## Goal of the exercise
Turn every line of the records below into a JSON list of strings, one string per line, with blank lines skipped.

-- START Rows --

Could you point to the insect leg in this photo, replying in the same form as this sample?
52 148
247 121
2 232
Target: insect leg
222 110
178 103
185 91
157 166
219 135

-- END Rows --

## The completed task
[
  "Could you point to the insect leg in this photo, replying in the same form as this sample?",
  "52 148",
  "247 121",
  "2 232",
  "Target: insect leg",
  "222 110",
  "178 103",
  "185 91",
  "157 166",
  "219 135"
]